-------- Data supplied

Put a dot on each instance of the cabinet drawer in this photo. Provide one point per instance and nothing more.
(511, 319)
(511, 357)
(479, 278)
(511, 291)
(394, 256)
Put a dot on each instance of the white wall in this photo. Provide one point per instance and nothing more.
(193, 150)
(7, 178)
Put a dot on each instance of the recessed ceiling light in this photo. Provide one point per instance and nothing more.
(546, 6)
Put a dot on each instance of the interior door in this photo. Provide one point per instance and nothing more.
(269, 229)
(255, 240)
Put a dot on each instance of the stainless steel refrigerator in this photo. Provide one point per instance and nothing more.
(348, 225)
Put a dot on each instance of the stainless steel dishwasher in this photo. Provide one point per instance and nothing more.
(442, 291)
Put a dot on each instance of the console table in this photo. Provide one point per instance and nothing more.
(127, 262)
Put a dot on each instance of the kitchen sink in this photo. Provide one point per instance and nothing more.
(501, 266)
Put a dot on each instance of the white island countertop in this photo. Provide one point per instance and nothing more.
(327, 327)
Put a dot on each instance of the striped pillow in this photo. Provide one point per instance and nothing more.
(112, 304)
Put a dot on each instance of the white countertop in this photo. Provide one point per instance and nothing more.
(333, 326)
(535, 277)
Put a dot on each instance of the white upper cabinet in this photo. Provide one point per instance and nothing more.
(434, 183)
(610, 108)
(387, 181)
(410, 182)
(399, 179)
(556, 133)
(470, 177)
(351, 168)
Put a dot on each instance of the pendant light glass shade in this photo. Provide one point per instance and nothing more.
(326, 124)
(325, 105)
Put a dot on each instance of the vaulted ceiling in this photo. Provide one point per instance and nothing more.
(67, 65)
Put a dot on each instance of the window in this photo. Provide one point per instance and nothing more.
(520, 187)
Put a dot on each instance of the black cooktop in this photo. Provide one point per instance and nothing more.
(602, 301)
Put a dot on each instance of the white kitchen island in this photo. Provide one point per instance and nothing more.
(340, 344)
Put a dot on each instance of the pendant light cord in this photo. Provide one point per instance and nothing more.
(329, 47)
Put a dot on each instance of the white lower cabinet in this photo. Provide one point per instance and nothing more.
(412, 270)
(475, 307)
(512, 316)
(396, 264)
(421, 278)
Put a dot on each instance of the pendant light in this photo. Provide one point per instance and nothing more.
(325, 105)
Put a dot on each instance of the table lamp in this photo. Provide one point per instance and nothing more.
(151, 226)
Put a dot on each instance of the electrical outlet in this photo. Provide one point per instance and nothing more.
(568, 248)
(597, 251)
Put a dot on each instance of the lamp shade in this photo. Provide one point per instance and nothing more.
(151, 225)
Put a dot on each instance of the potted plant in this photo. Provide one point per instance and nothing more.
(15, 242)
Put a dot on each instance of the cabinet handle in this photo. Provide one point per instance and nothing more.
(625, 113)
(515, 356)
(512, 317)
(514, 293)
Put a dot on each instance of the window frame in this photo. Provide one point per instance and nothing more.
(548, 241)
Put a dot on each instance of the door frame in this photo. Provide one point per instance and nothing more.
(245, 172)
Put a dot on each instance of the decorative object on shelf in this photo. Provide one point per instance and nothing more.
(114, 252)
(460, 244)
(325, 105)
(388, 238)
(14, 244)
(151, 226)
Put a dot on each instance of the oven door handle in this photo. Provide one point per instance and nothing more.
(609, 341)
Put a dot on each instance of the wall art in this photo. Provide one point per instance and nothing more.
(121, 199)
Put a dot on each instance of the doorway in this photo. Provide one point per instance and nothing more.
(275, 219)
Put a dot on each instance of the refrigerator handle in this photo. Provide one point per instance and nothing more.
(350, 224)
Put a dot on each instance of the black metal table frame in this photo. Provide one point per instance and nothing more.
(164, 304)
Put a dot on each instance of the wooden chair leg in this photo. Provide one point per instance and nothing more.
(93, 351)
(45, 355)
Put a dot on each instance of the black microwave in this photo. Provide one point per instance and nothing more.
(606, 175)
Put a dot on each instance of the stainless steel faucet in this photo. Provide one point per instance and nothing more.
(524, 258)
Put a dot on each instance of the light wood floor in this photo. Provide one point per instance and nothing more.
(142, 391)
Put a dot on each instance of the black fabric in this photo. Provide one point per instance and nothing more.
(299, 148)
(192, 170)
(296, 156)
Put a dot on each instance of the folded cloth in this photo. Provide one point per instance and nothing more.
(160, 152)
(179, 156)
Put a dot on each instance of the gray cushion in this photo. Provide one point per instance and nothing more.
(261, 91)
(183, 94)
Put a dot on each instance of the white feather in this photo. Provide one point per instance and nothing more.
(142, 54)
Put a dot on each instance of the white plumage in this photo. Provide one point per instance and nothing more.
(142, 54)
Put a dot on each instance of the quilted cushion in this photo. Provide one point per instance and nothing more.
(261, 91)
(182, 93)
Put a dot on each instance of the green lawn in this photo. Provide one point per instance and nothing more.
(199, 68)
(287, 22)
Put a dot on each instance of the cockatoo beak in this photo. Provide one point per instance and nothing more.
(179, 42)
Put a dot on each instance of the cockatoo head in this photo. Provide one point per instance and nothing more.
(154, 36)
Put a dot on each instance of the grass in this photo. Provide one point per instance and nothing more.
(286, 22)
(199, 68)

----------------

● **Work to be completed**
Each entry, from start to finish, must be restated exactly.

● **Exercise output**
Put a dot on each instance of the cabinet drawer in this photo. Provide one point per instance and nothing more.
(511, 319)
(511, 357)
(479, 278)
(511, 291)
(394, 256)
Put a dot on each instance of the white wall in this photo. Provide one point per instance and nothing more.
(193, 150)
(7, 178)
Put a dot on each instance of the recessed ceiling light in this photo. Provide one point per instance and nothing more.
(546, 6)
Put a dot on each instance of the interior door in this photo. Provide one point per instance and nothing more.
(269, 229)
(255, 240)
Put a dot on each instance of the stainless steel refrigerator in this photo. Provide one point per instance and nothing more.
(348, 225)
Put a dot on each instance of the stainless steel dishwasher in this photo. Provide one point per instance and nothing more.
(442, 291)
Put a dot on each instance of the console table in this photo. Provide one point per instance and nothing more.
(127, 262)
Put a dot on each instance of the kitchen sink in this photo. Provide one point per instance and nothing more.
(501, 266)
Put a dot on each instance of the white island countertop in this photo. Provide one point per instance and nothing more.
(327, 327)
Put a dot on each instance of the striped pillow in this photo. Provide one point per instance and nothing more.
(112, 304)
Put a dot on each instance of the white countertop in this photo. Provide one point per instance and nothing more.
(333, 326)
(535, 277)
Put a dot on each instance of the white upper cabinet in this photo. Provide one point per instance and nothing more.
(434, 183)
(610, 108)
(387, 181)
(410, 182)
(399, 179)
(556, 133)
(470, 177)
(351, 168)
Put a dot on each instance of the pendant light glass shade in this photo. Provide one point per instance and nothing more.
(326, 124)
(325, 105)
Put a dot on each instance of the vaulted ceiling in this photo. Provide one point per instance and nothing more.
(67, 65)
Put a dot on each instance of the window in this photo. Provide one point per instance and nothing more.
(520, 187)
Put a dot on each instance of the black cooktop in this photo. Provide one point per instance and nothing more.
(602, 301)
Put a dot on each instance of the white kitchen island in this photo. Provide one point per instance and nothing more.
(340, 344)
Put a dot on each instance of the pendant light cord in this photo. Provide one point per instance and nothing more.
(329, 47)
Put a dot on each instance of the white lower cabinet in this photo. Provide one point per instance and nothing more.
(412, 270)
(475, 307)
(512, 316)
(396, 264)
(421, 278)
Put a dot on each instance of the pendant light in this photo. Provide one point per instance and nothing more.
(325, 105)
Put a dot on each instance of the table lamp in this photo. Provide one point per instance and nothing more.
(151, 226)
Put a dot on each instance of the electrical outlet in this photo. Provide one point per instance and nothing more.
(568, 248)
(597, 251)
Put a dot on each instance of the lamp shade in this photo. Provide one point per instance and nothing more.
(151, 225)
Put a dot on each instance of the potted plant in this photo. Provide one point per instance and nothing more.
(15, 242)
Put a dot on each instance of the cabinet handle in this photo. Provide one point per instance and nothing more.
(625, 113)
(515, 356)
(512, 317)
(514, 293)
Put a dot on each instance of the window frame in this photo. Provide one point per instance and nothing more.
(548, 241)
Put a dot on each instance of the door frame in this photo. Provide one point per instance and nothing more.
(245, 172)
Put a dot on each instance of the decorative object on shelf in this photo. Provide one point per instance and nothing more.
(114, 252)
(460, 244)
(325, 105)
(388, 238)
(14, 244)
(151, 226)
Put a dot on each instance of the oven door handle in this photo. Provide one point per instance and nothing more.
(609, 341)
Put a dot on each instance of the wall art in this photo. Provide one point per instance and nothing more.
(121, 199)
Put a dot on each instance of the doorway in this photo. Provide one point per instance and nothing more.
(275, 219)
Put a dot on each instance of the refrigerator handle in this photo. Provide one point per instance and nothing more.
(350, 224)
Put a dot on each instance of the black metal table frame in this photo. Provide one point per instance and nothing more.
(164, 304)
Put a dot on each instance of the wooden chair leg in this photo. Provide one point per instance and nothing more.
(93, 351)
(45, 355)
Put a dot on each instance of the black microwave in this photo. Provide one point per instance and nothing more.
(606, 175)
Put a dot on each instance of the stainless steel faucet in this photo. Provide one point per instance and nothing more.
(524, 258)
Put a dot on each instance of the light wood floor in this photo. Provide one point per instance and nothing more.
(142, 391)
Put a dot on each instance of the black fabric in this photo. Provide one point per instance and nothing more.
(299, 148)
(192, 170)
(296, 156)
Put a dot on each instance of the folded cloth in this photo. Provide one point per instance and nothing more.
(160, 152)
(179, 156)
Put a dot on each instance of the gray cushion in this photo. Provide one point per instance and nothing more.
(261, 91)
(183, 94)
Put a dot on each instance of the white feather in this photo. Provide one point per instance and nothing more.
(142, 54)
Put a dot on each instance of the white plumage in this photo. Provide one point per instance and nothing more.
(142, 54)
Put a dot on each instance of the quilted cushion in this photo. Provide one point per instance and nothing more.
(261, 91)
(182, 93)
Put a dot on each instance of the green lawn in this photo. Provide one point per instance and nothing more.
(199, 68)
(287, 22)
Put a dot on each instance of the cockatoo beak in this photo. Provide one point per instance and nothing more.
(179, 42)
Put a dot on each instance of the cockatoo head in this photo. Provide one point per instance and nothing more.
(154, 36)
Put a dot on each instance of the grass in this photo. Provide one point per instance and nothing more.
(286, 22)
(199, 68)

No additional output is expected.